EXERCISE DETAILS
Lay out the lines of the records from the line containing "If you could pin the mossy" through the line containing "Target: forest", inclusive, as a JSON list of strings, one string per line, with blank lines omitted. Leave the pictures out of the answer.

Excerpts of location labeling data
+===+

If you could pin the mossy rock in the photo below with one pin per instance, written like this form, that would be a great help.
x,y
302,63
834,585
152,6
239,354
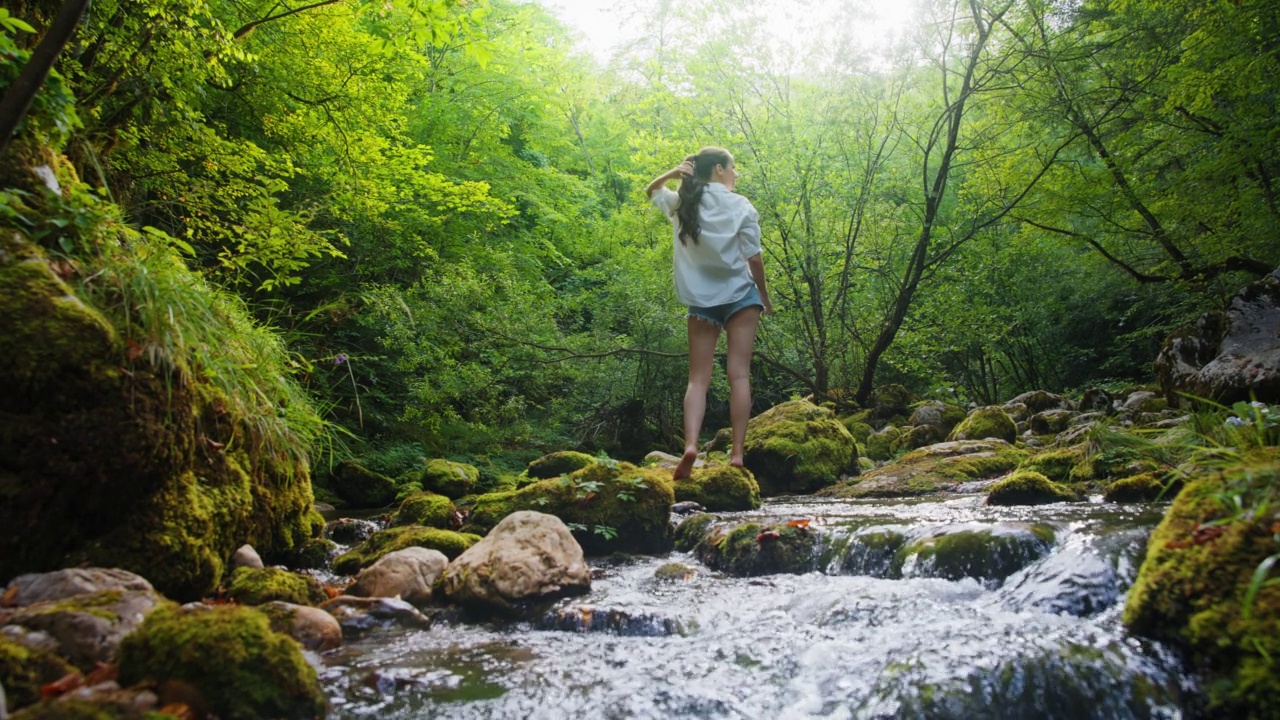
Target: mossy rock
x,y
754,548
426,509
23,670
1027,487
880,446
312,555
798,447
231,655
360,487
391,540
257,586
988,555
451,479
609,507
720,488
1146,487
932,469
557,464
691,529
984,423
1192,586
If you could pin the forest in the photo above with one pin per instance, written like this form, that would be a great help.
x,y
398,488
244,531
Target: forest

+===+

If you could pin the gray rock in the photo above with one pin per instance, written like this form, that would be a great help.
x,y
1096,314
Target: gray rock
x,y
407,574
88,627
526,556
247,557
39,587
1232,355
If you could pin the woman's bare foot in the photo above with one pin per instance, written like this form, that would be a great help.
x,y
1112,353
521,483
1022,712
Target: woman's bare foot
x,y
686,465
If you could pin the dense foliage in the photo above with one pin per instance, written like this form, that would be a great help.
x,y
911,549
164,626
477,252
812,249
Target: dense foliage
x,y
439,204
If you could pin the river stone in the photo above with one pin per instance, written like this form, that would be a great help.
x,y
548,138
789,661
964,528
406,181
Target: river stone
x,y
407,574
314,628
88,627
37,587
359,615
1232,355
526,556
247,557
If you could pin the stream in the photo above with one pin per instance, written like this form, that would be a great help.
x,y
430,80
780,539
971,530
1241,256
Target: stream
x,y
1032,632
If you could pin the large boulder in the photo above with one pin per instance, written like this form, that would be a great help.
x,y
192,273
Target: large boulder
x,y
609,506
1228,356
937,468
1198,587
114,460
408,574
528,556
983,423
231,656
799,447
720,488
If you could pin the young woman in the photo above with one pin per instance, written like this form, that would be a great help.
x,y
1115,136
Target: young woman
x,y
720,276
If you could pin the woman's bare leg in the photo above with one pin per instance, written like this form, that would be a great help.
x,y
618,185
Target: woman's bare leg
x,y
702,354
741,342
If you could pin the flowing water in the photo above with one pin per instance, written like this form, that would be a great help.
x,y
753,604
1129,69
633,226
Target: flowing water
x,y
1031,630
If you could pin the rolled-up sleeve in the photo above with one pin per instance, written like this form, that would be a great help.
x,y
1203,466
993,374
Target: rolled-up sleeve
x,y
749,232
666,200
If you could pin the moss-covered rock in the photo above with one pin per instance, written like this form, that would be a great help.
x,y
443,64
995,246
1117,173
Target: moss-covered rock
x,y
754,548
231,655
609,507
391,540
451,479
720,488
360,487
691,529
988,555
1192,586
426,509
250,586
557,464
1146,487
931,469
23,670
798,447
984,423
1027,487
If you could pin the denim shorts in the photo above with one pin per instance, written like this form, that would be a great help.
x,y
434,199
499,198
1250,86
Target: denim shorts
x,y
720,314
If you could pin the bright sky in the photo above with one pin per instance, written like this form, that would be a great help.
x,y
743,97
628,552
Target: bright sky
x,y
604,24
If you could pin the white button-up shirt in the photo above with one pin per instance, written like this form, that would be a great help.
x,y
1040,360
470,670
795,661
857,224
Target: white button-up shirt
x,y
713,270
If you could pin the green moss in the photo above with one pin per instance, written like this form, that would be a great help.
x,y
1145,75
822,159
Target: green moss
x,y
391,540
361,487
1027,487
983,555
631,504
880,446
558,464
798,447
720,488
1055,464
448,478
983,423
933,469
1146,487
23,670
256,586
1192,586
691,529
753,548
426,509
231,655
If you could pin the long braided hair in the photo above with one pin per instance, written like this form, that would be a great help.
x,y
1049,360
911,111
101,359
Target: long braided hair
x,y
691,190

+===+

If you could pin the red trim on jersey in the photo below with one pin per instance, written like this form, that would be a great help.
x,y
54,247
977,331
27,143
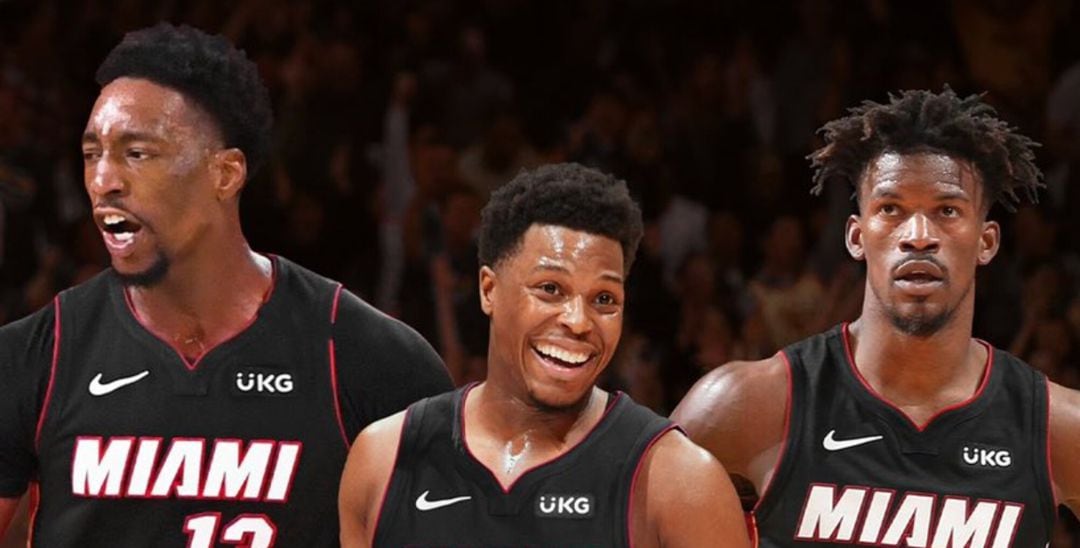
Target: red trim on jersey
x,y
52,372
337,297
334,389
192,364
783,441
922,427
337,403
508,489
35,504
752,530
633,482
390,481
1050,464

+===+

RESULT OF THE EXERCISE
[
  "If you could pin the mossy rock in the photo below with one pin per instance, written like this form, that would be a great help.",
  "x,y",
  "302,63",
  "834,585",
  "152,6",
  "239,354",
  "Target: mossy rock",
  "x,y",
  "754,548",
  "426,509",
  "23,670",
  "1027,487",
  "880,446",
  "312,555",
  "798,447",
  "231,655",
  "360,487",
  "391,540",
  "257,586",
  "988,555",
  "451,479",
  "609,507",
  "720,488",
  "1146,487",
  "932,469",
  "557,464",
  "691,529",
  "984,423",
  "1192,586",
  "If you could pin the forest in the photo above with one pin per instance, written like this form, that would be a great help.",
  "x,y",
  "398,488",
  "244,531",
  "Target: forest"
]